Problem: The listing below should be reproduced precisely, except for its images.

Source records:
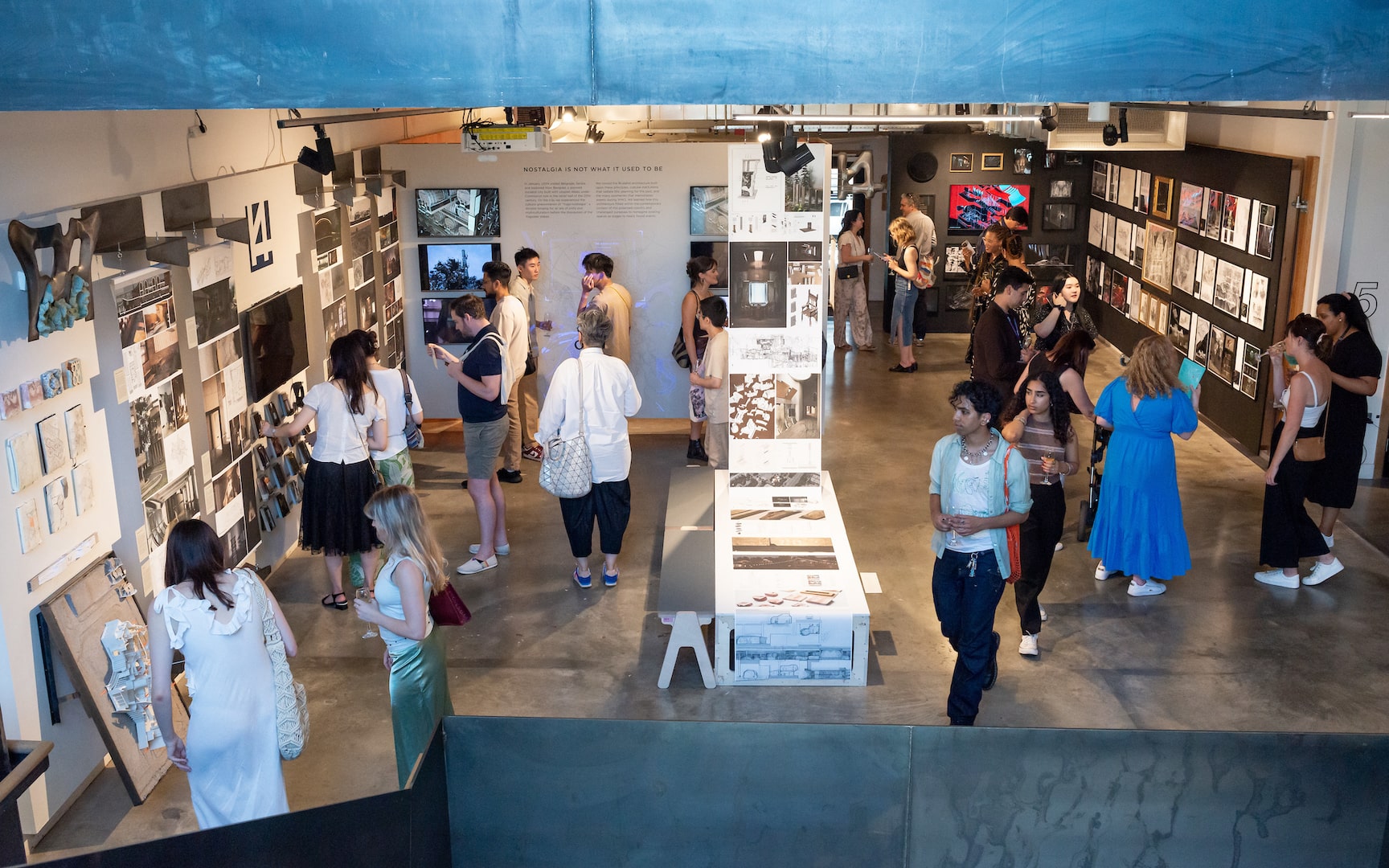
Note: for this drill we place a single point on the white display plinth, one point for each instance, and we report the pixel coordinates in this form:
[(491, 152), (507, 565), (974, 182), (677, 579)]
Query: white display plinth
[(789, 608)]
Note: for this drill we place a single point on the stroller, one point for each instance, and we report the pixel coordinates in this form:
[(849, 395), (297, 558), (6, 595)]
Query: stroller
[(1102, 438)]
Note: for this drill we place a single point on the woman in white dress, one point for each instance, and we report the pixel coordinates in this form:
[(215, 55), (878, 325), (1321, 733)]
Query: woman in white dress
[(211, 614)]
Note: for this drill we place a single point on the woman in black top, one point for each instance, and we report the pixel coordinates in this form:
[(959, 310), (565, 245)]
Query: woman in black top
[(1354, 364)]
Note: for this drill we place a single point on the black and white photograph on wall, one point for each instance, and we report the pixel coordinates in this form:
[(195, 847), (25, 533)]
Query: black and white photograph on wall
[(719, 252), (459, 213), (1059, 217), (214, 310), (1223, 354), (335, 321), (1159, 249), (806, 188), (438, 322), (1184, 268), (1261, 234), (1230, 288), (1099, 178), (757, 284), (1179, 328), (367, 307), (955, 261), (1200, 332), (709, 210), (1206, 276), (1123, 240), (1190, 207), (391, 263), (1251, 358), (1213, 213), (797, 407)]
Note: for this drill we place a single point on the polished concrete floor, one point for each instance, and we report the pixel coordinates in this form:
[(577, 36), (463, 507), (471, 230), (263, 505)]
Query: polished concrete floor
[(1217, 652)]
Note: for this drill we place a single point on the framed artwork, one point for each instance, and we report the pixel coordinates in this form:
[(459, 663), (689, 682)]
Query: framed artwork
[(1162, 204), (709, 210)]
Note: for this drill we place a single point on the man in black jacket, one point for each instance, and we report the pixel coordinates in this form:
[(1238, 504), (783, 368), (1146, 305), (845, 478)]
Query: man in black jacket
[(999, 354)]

Written response:
Note: for this drill we place a single point on the white display plinth, one point for each instance, and we report the pixel coordinates in this form:
[(491, 152), (507, 565), (974, 182), (677, 579)]
Query: white display plinth
[(789, 608)]
Note: for this drill we place a single point on the stroller, one point for each instance, and we report the pixel coordinates in this form:
[(849, 395), (297, 558), (6, 595)]
Query: stroller
[(1102, 438)]
Note: for this drill we place a single point on the woman in white dress, one point for each instance, and we report the pixel coordinates in this form:
[(215, 55), (878, 325), (1321, 733)]
Query: woman in white dress
[(211, 614)]
Note: for this drill we place a single point on the woman in black top, one point for each instance, and we report the pixel coordinates in this form:
[(959, 310), (565, 245)]
Query: woman in black top
[(1354, 364)]
Note: for this drill we place a single point on the black and white photograph on wall, one point for each instance, and we report the pixel coordinates in this form:
[(195, 847), (25, 533)]
Query: black and white photograph on wall
[(719, 252), (459, 213), (1059, 217), (214, 310), (1223, 354), (335, 321), (1159, 249), (806, 188), (438, 322), (1184, 268), (1261, 234), (1230, 288), (1099, 178), (757, 284), (1179, 328), (367, 307), (955, 261), (1200, 332), (709, 210), (1206, 276), (1123, 240), (1190, 207), (391, 263), (1251, 358), (1213, 213), (797, 407)]
Note: for this drill we place a single point on the polished concrete floor, one point for each instance, and we report the pixel coordinates in this form:
[(577, 36), (463, 507), (471, 230), (263, 505)]
Query: polished concrete floor
[(1217, 652)]
Note: for this drill we place a single point on the framed artwork, one point for each instance, and we report the pixel coordinates in this form:
[(459, 663), (689, 682)]
Query: framed artwork
[(1162, 204), (709, 210)]
Note: for this drill we place a single point on the man in black jacket, one point for each instance, and we report the pixel coordinates in this form:
[(1238, 504), (783, 368), (1146, 305), (845, 478)]
Query: man in black jacket
[(999, 354)]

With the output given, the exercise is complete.